At Lost Maples, I can't believe how fast it changes how much. It has cleared out of lots in the way of the neotropical migratory breeders. The feeding station at the trailhead parking lot is not being stocked anymore this season apparently, so it has no birds. On the way in I heard an Olive Sparrow along the road but did not see or hear any on the trail. No White-tipped Dove either. Heard a couple Scrub-Jay, a few Canyon Wren, several Hutton's Vireo, only one Red-eyed, and two Yellow-throated Vireo. A few Gnatcatcher still there, couple Louisiana Waterthrush heard, a few Summer Tanager, a hatch-year (imm.) Green Kingfisher. Heard about four Black-capped Vireo, glimpsed two of them. Late in season, and in drought, they move into canyon bottoms more, especially higher up the canyons. One is working around the main big pond and not hard to see now.

Not seen or heard were Acadian Flycatcher or Eastern Wood-Pewee, and as expected at this late date no Golden-cheeked Warbler or Black-and-white Warbler, no Indigo or Painted Bunting, or Blue Grosbeak, Yellow-throated Warblers are gone too. Heard a Rufous-crowned Sparrow, did not see one, heard Red-shouldered Hawk, saw the Fuertes Red-tail and 2 Common Raven. One Yellow Warbler was it for migrants. There were no vagrants or raries, megas or minors. But it was as always a great walk. About four miles and four and a half hours. Back to car about 1 p.m. and it was just under 90dF still up there.

What is considered the main canyon, the Sabinal River, which is where the 'Maples Trail' is, is dry now from above the day use area, per the main man there. No water up that canyon now. Whereas, as always, Can Creek to the ponds and beyond has water. Most of it anyway, there are a few short dry runs from parking lot up to the high point spring a mile behind the ponds. Still more big old trees falling, it has not stopped since the drought started 10 years ago. It is much thinner of woodland and canopy that it was a decade ago. There is nowhere you can stand and not look around and see some to many recently dead trees. The habitat is changing.

#####

→ Direction A: According to the Lost Maples bird report, how far was the walk and how long did it take?
→ Direction B: Write out the part of the Lost Maples bird report from "At Lost Maples, I" to "to see now." without any changes.
→ Direction C: Continue the Lost Maples bird report past its last sentence.

→ Supplied material:

#####

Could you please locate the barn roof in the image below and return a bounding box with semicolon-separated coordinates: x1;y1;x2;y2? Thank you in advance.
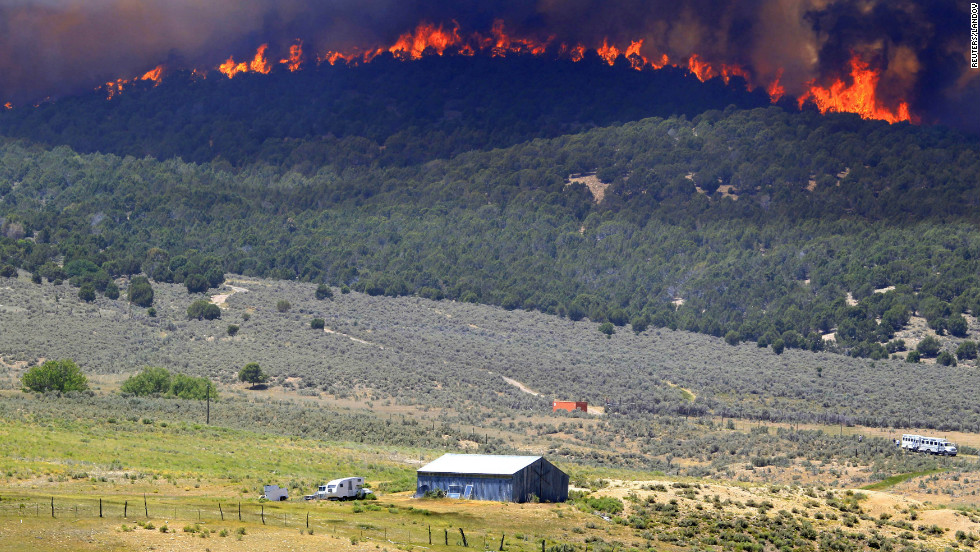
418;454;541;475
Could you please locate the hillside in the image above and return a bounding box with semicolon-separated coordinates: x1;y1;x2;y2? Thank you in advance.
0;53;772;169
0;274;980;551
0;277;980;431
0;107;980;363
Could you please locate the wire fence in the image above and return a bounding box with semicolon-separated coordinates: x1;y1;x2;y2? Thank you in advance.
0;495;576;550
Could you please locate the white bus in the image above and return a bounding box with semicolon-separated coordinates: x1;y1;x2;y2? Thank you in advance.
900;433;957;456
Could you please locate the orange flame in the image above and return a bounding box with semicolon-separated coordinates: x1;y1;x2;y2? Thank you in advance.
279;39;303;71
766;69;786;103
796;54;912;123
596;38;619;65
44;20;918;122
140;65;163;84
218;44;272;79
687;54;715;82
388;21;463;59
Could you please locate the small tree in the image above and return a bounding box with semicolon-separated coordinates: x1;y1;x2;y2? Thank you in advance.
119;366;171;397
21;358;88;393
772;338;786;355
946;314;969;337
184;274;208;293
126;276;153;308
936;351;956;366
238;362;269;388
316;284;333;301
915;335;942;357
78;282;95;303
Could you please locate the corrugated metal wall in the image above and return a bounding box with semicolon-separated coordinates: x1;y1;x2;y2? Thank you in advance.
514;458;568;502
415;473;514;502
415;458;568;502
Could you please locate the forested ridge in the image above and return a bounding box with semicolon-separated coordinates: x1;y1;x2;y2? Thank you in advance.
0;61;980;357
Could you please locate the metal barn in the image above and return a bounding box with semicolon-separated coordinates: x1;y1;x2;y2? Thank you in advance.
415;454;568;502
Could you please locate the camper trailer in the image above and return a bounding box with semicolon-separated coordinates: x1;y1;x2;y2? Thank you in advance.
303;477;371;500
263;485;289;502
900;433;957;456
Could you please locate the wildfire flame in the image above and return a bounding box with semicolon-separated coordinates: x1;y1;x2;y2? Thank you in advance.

#####

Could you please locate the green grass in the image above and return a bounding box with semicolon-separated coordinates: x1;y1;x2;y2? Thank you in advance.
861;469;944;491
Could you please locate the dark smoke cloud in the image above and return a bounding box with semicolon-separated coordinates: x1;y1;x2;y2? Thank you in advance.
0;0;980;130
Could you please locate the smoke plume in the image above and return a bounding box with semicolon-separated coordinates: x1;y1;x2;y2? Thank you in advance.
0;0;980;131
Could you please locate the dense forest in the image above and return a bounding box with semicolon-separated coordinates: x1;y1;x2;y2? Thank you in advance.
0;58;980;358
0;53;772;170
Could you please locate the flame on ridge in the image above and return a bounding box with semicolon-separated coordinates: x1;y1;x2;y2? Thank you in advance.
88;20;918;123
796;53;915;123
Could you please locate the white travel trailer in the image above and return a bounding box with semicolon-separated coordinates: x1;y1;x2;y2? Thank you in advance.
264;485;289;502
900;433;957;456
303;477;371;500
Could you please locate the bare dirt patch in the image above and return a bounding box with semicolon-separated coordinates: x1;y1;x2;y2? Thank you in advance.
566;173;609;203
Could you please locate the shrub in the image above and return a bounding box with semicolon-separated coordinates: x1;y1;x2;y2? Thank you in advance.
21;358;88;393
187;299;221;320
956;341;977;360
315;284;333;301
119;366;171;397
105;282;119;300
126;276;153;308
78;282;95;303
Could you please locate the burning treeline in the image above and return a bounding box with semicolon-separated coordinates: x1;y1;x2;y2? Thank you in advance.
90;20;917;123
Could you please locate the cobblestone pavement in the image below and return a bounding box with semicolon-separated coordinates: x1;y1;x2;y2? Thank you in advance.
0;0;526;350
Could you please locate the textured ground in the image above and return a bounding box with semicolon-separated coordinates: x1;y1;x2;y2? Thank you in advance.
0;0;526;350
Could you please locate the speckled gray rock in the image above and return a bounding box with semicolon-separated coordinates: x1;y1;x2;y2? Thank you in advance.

#####

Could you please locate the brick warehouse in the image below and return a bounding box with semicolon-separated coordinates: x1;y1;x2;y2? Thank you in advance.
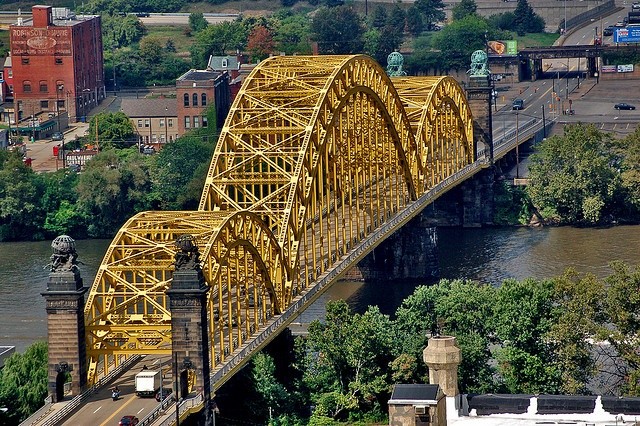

#####

→ Final result A: About four miles, taking about four and a half hours.

→ Final result B:
At Lost Maples, I can't believe how fast it changes how much. It has cleared out of lots in the way of the neotropical migratory breeders. The feeding station at the trailhead parking lot is not being stocked anymore this season apparently, so it has no birds. On the way in I heard an Olive Sparrow along the road but did not see or hear any on the trail. No White-tipped Dove either. Heard a couple Scrub-Jay, a few Canyon Wren, several Hutton's Vireo, only one Red-eyed, and two Yellow-throated Vireo. A few Gnatcatcher still there, couple Louisiana Waterthrush heard, a few Summer Tanager, a hatch-year (imm.) Green Kingfisher. Heard about four Black-capped Vireo, glimpsed two of them. Late in season, and in drought, they move into canyon bottoms more, especially higher up the canyons. One is working around the main big pond and not hard to see now.

→ Final result C:
There are some flowers since the rain a couple weeks ago, and the Frostweed looks like it will start blooming soon, doubt it would have bloomed without that rain. Buttonbush is mostly done, still a few blooms, lots of Snapdragon Vine flowers, like spring for them again, the Lindheimer Senna though short, is blooming well too. Lots of nice Cedar Sage patches, lots of Broomweed, a few Texas Milkweed far up trail. There are some very small grapes but not a lot, no cherry crop, a few Persimmons, and one shrub with small fruit I didn't know (ph.). The White Heliotrope was thick along the paths higher up canyon, saw one good Clammy-weed open, and a nice patch of Purple Milkwort was outstanding (ph.). A little bit of the Boneset Eupatorium was open.

In odes, dragons were weak compared to a month ago, as the situation is around town as well. The July wave is over, waiting for a new one. One female Flame Skimmer was maybe the best, otherwise it just a few of the very most common types. In damsels there were only a few, I saw single Kiowa and Dusky Dancer, a couple Springwater Dancer. Neat was one of the Red-spotted Ant-mimic spiders, which mimic a velvet ant, running around fast and high off the ground just like one, red abdomen, black in front. They are just about too fast to photo. Also saw one of the presumed Dolomedes sps. fishing spiders at the high water spring, and one big Pepsis Wasp.

Butterflies were kinda slow too. On the way up the trail it was overcast and there were about none, same as odes, until 11:00 or so when the sun came out. Most common butterfly was Two-tailed Swallowtail, we saw probably 8 of them. More than Sleepy Orange. No Spicebush flying now though, they are over. One Arizona Sister, a couple Olive-Juniper Hairstreak, Celia's and Bronzed Roadside-Skipper, and a couple Metalmarks, one of which (if not both) appear to be Rawson's (ph.).

I heard a small snake slither away in the leaf litter, but could not locate it. Saw one hatch-year Anole, and a nice Texas Spiny Lizard. A big (over 12") Softshell Turtle was in the upper pond. There are two, foot-long Snappers in there too but we didn't see them. I have kept and handled fair numbers of both and would rather handle the Snapper, and let you do the the crazy mean pissed-off Softshell. A 4-incher will gladly put a big hurt on you.

Here at the hovel late in day I was over in the cottage feeding fish and the Yellow-throated Warbler was right out the window I was next to. The Lost Maples birds are gone but our breeder is still here. Shortly before last sun the big imm. fem. Cooper's Hawk must have been hiding up inside the crown of the big male Mulberry. A White-winged Dove flew in and as it was descending and slowed down, the Coop shot out and plucked it out of the sky, looked like it was snowing, dove feathers all over the patio.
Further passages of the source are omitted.